> ASSIGNED TASK
Each entry must be copied exactly, without omission.

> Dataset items
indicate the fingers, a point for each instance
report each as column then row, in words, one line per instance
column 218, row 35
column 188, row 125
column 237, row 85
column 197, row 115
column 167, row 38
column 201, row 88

> YOUR RESPONSE
indicate the fingers, a point for each instance
report each as column then row, in words, one line per instance
column 218, row 35
column 188, row 125
column 237, row 85
column 197, row 115
column 167, row 38
column 201, row 88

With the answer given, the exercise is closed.